## What to produce
Repeat the whole listing below exactly as it reads.

## Raw data
* * * * * * *
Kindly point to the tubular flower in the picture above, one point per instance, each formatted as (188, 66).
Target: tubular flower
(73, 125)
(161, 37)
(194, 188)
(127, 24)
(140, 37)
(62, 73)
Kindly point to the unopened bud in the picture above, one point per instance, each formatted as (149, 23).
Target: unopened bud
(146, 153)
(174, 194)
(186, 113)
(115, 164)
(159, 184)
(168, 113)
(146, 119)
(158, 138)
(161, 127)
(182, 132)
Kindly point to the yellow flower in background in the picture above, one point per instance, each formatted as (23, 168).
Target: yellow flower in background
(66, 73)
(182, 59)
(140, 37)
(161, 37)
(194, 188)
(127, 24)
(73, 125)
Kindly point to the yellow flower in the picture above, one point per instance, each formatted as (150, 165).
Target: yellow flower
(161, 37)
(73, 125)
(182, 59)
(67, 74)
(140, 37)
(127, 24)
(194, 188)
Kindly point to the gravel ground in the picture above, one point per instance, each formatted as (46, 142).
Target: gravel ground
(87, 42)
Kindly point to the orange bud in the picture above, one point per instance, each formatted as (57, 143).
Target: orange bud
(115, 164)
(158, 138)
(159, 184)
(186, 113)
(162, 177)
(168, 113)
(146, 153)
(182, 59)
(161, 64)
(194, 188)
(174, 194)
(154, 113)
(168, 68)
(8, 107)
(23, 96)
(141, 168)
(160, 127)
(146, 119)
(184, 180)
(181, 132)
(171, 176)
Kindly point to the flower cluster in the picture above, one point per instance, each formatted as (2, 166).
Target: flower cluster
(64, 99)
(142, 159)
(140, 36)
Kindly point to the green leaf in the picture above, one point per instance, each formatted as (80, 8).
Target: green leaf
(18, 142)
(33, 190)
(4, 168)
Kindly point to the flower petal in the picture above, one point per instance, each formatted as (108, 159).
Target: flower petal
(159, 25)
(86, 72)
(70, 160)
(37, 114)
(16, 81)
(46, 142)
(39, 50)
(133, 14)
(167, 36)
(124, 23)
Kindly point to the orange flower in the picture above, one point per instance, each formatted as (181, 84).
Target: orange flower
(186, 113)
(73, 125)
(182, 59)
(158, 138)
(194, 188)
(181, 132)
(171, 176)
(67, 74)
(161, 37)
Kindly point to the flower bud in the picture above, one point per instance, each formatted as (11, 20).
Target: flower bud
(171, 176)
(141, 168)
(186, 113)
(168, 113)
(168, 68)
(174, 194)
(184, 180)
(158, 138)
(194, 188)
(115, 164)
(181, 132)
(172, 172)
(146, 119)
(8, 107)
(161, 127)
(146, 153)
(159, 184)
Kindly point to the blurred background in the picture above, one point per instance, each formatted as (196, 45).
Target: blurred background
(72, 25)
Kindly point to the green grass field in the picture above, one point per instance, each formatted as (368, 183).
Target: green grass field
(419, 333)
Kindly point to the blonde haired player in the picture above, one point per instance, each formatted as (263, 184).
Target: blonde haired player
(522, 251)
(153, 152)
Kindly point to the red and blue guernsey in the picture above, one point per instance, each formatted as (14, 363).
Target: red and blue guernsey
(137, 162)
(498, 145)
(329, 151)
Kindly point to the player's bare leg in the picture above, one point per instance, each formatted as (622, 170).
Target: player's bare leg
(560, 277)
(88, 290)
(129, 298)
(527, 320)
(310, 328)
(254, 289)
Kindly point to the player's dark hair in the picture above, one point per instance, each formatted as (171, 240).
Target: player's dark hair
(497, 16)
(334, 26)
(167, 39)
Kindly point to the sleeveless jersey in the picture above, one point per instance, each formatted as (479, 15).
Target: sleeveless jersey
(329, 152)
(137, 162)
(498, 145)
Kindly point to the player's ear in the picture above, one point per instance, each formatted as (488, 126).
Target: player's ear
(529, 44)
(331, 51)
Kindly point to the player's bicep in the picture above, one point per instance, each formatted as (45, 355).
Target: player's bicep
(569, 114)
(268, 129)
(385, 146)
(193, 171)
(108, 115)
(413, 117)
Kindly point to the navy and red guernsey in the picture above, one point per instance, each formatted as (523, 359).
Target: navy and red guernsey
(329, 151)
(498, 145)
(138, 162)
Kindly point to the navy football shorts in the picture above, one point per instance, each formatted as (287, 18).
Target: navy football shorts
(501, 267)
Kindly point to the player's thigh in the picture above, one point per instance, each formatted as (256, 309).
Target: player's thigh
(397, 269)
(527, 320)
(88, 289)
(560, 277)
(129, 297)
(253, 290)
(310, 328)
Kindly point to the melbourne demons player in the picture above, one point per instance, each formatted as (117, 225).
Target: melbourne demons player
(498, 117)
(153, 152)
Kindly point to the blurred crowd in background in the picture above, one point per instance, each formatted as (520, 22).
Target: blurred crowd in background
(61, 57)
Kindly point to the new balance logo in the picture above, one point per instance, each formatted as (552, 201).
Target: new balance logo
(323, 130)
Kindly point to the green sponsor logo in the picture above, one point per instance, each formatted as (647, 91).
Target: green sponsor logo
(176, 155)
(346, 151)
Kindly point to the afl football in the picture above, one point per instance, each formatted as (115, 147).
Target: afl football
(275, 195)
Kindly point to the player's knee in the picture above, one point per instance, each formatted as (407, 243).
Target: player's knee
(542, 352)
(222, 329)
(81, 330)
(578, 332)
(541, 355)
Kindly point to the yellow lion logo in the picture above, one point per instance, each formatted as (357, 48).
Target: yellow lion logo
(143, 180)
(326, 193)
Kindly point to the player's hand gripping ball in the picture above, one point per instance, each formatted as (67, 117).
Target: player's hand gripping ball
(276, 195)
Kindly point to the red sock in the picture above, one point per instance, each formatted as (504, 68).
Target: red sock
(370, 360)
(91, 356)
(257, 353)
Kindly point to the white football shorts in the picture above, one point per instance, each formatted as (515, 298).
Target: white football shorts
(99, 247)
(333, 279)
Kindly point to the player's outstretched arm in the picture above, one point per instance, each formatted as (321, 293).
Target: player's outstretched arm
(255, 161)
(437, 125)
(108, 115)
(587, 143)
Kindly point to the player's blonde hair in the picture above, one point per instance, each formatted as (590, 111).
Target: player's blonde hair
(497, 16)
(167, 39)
* * * * * * *
## Solution for this exercise
Kindly point to the tubular flower in the picture above, one point per instance, each formatted as (188, 66).
Target: tubular flower
(73, 125)
(161, 37)
(194, 188)
(127, 24)
(140, 37)
(62, 73)
Kindly point to the unopened bud in the picture above, one point per instance, each formatted as (149, 23).
Target: unopened bud
(146, 153)
(174, 194)
(186, 113)
(115, 164)
(159, 184)
(168, 113)
(146, 119)
(158, 138)
(161, 127)
(182, 132)
Kindly point to the yellow flower in background in the picture above, one point per instance, each formatted as (23, 168).
Target: yellow flower in background
(66, 73)
(182, 59)
(140, 37)
(161, 37)
(194, 188)
(127, 24)
(73, 125)
Kindly point to the yellow flower in the picture above, one point per instance, each formatted as (150, 165).
Target: yellow flower
(161, 37)
(73, 125)
(182, 59)
(67, 74)
(140, 37)
(127, 24)
(194, 188)
Kindly point to the gravel ground in the picture above, one point per instance, each formatted as (46, 142).
Target: gravel ground
(87, 42)
Kindly point to the orange bud in the picture above, one point per instance, each formatted as (57, 143).
Target: orange bud
(115, 164)
(158, 138)
(159, 184)
(186, 113)
(162, 177)
(168, 113)
(146, 153)
(182, 59)
(161, 64)
(194, 188)
(174, 194)
(154, 113)
(168, 68)
(8, 107)
(23, 96)
(141, 168)
(160, 127)
(146, 119)
(184, 180)
(181, 132)
(171, 176)
Kindly point to the flower cluster in the picture above, one point per instance, each formatted as (2, 166).
Target: flower cluster
(64, 99)
(142, 159)
(140, 36)
Kindly point to the green leaf in the picture above, one point per instance, each formatted as (80, 8).
Target: green leaf
(18, 142)
(33, 190)
(4, 168)
Kindly point to the flower petal in the picture above, one point per instance, each formatted as (108, 159).
Target: flower petal
(159, 25)
(86, 72)
(70, 160)
(37, 114)
(16, 81)
(46, 142)
(39, 50)
(133, 14)
(167, 36)
(124, 23)
Kindly point to the orange flower in the picture above, one point per instance, each formatted as (181, 84).
Target: orange flower
(186, 113)
(73, 125)
(182, 59)
(158, 138)
(194, 188)
(181, 132)
(171, 176)
(67, 74)
(161, 37)
Kindly point to the flower bud in the picture above, one point per instance, each formatted as (11, 20).
Target: flower bud
(171, 176)
(141, 168)
(186, 113)
(168, 113)
(168, 68)
(174, 194)
(184, 180)
(158, 138)
(194, 188)
(115, 164)
(181, 132)
(172, 172)
(146, 119)
(8, 107)
(161, 127)
(146, 153)
(159, 184)
Kindly point to the blurred background in the picture above, one point per instance, each formatted as (196, 45).
Target: blurred background
(72, 25)
Kindly point to the green grass field in the picture above, one point per instance, each formatted as (368, 183).
Target: green grass field
(419, 333)
Kindly point to the blonde haired player in the picture above, one point per instance, each formatted as (263, 184).
Target: blonde haired player
(522, 251)
(153, 152)
Kindly point to the red and blue guernsey in the picture above, one point per instance, each formatted as (14, 363).
Target: red and blue guernsey
(137, 162)
(498, 145)
(329, 151)
Kindly point to the player's bare leg in the picture above, one point per instance, each formatted as (622, 170).
Target: player's bare leg
(560, 277)
(88, 290)
(129, 298)
(527, 320)
(310, 328)
(254, 289)
Kindly point to the player's dark hair in the picture above, one point per instance, each formatted as (171, 240).
Target: player's dark hair
(497, 16)
(334, 26)
(167, 39)
Kindly point to the sleeveless jersey in the picture above, one point per instance, each formatted as (479, 15).
Target: sleeveless jersey
(329, 152)
(137, 162)
(498, 145)
Kindly point to the player's ear in the picture above, one point per instance, each formatted as (488, 126).
Target: player's ear
(529, 44)
(331, 51)
Kindly point to the player's bicep in the picture above, one point per instance, each formatted as (45, 355).
Target: player's bicep
(569, 114)
(268, 129)
(385, 146)
(193, 171)
(108, 115)
(413, 117)
Kindly point to the navy and red guernsey in the picture above, one point per instance, each formatted as (523, 359).
Target: navy and red guernsey
(329, 151)
(498, 145)
(138, 162)
Kindly point to the navy football shorts in the picture above, one point per instance, each formatted as (287, 18).
Target: navy football shorts
(501, 267)
Kindly point to the player's thigh in the picture above, one point per instance, each formatted as (256, 309).
Target: player's thigh
(397, 269)
(527, 320)
(88, 289)
(560, 277)
(129, 297)
(253, 290)
(310, 328)
Kindly point to the melbourne demons player in the picture above, one point per instance, each formatted as (117, 225).
Target: melbourne demons player
(498, 117)
(153, 152)
Kindly point to the blurred crowd in background in the picture above, one point per instance, each formatted as (520, 22).
Target: blurred crowd in background
(61, 57)
Kindly point to the new balance logo in the picture above, one point per instance, each formatted as (552, 201).
Target: new balance logo
(323, 130)
Kindly point to the green sponsor logo in the picture above, one point per instance, each formatted as (647, 91).
Target: green sponsor logo
(176, 155)
(346, 151)
Kindly point to the afl football in the picture above, one point per instance, each formatted as (115, 147).
Target: afl football
(275, 195)
Kindly point to the player's knee in the picture above, one point per instance, each formatted as (407, 243).
Target: player's knee
(542, 352)
(222, 329)
(81, 330)
(578, 332)
(541, 355)
Kindly point to the yellow lion logo in the picture above, one point per instance, each formatted as (357, 48).
Target: yellow lion logo
(143, 180)
(326, 193)
Kindly point to the player's hand gripping ball in the picture above, one point per instance, each formatted as (67, 117).
Target: player's hand gripping ball
(276, 195)
Kindly point to the red sock in the picture above, one point per instance, each formatted as (504, 68).
Target: red sock
(370, 360)
(91, 356)
(257, 353)
Kindly point to the white football shorts in the picture above, one point per instance, each formatted as (515, 298).
Target: white football shorts
(99, 247)
(333, 279)
Kindly point to the player's outstretched arm in the picture above, one point per instance, each formatted as (321, 293).
Target: player's outstretched arm
(255, 161)
(437, 125)
(108, 115)
(587, 143)
Kindly point to the player's blonde hair in the picture above, one point per instance, each formatted as (590, 111).
Target: player's blonde hair
(497, 16)
(167, 39)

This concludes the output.